**Directions for this task**
Count how many lines in the entries below contain the word "hummock". Reply with the number alone.

# START OF Data for this task

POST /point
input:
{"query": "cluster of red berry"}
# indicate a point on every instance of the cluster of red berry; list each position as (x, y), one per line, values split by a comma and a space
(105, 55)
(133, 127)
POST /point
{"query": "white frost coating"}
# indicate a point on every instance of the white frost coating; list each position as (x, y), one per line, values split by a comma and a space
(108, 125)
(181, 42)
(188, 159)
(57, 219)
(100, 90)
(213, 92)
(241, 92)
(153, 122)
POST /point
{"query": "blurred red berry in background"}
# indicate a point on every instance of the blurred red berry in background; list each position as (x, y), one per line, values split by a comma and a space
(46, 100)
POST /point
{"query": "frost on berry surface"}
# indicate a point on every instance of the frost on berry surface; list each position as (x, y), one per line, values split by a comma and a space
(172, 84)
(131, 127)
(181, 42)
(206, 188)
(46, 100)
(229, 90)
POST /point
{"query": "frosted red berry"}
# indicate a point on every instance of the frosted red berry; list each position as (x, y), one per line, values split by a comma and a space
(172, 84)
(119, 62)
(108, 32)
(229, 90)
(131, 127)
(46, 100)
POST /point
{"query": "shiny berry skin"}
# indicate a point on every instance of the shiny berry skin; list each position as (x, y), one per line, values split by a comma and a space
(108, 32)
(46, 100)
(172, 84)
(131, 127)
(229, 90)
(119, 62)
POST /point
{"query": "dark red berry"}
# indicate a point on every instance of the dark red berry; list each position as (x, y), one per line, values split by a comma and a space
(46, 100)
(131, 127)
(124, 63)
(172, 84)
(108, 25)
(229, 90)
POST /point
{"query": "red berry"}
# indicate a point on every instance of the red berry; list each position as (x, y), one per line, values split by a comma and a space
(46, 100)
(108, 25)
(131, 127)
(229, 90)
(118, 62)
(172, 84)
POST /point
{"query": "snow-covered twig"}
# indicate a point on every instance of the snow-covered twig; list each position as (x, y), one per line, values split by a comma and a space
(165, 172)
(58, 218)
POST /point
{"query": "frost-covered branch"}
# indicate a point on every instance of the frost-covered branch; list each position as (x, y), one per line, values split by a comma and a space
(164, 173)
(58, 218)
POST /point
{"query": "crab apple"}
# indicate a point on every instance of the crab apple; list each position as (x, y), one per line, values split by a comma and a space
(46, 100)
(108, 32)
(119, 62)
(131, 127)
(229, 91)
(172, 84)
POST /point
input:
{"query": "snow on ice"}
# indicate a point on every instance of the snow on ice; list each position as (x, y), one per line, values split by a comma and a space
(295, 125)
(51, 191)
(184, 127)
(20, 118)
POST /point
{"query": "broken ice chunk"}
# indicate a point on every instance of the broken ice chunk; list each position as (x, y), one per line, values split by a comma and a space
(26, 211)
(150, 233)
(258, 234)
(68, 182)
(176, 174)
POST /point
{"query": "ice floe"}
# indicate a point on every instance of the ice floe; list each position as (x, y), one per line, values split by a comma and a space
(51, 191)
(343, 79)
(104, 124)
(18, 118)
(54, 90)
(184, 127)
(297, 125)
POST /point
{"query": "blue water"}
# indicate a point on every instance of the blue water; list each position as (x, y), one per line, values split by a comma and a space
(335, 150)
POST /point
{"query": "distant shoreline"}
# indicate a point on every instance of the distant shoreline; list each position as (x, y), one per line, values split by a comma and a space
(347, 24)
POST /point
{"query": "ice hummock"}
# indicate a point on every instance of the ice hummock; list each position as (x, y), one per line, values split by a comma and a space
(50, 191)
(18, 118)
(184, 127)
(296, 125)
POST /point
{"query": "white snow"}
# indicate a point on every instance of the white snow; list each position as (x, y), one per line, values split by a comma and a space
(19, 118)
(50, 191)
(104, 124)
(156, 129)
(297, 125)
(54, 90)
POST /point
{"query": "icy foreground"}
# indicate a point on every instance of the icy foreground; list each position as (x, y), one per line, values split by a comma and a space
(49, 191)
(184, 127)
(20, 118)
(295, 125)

# END OF Data for this task
# START OF Data for this task

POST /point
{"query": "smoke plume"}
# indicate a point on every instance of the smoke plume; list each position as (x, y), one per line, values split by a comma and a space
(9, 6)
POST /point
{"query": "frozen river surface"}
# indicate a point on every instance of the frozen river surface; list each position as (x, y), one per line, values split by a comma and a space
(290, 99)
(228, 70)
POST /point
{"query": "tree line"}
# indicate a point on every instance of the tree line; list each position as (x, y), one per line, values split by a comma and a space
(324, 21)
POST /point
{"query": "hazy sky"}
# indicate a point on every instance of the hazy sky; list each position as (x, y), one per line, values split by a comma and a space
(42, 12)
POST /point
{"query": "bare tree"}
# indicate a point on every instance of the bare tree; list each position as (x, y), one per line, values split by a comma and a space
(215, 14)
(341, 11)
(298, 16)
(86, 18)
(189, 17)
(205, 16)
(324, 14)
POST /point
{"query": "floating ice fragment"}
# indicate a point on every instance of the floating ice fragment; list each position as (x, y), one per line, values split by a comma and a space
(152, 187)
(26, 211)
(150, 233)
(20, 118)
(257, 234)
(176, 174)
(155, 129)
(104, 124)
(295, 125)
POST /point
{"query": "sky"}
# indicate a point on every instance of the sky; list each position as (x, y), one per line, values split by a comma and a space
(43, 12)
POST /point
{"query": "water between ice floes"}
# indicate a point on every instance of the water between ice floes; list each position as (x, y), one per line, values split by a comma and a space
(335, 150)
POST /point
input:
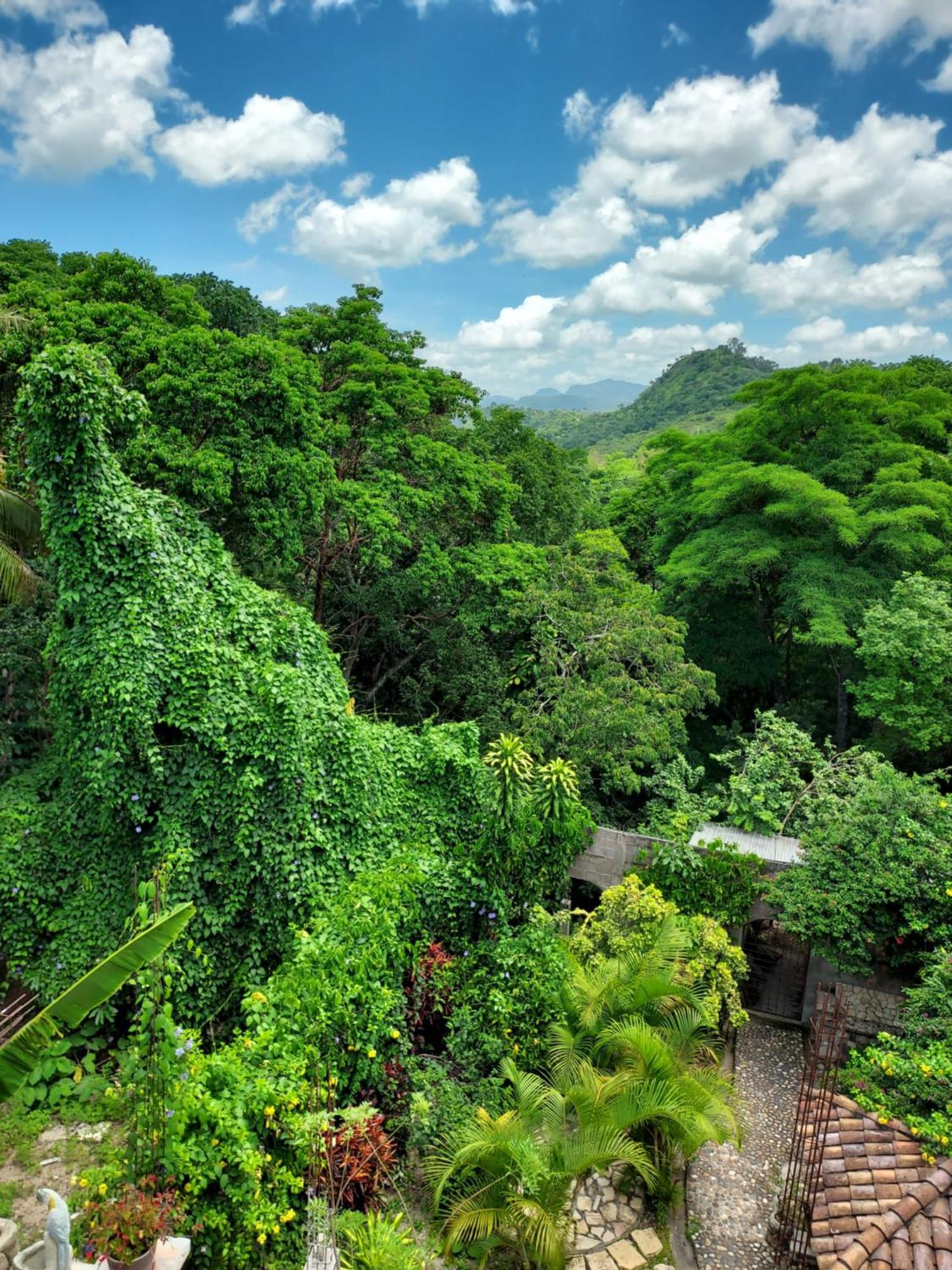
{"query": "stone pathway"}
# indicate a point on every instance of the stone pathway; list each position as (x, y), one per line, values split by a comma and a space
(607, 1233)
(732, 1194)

# END OF Data for this task

**Task answer**
2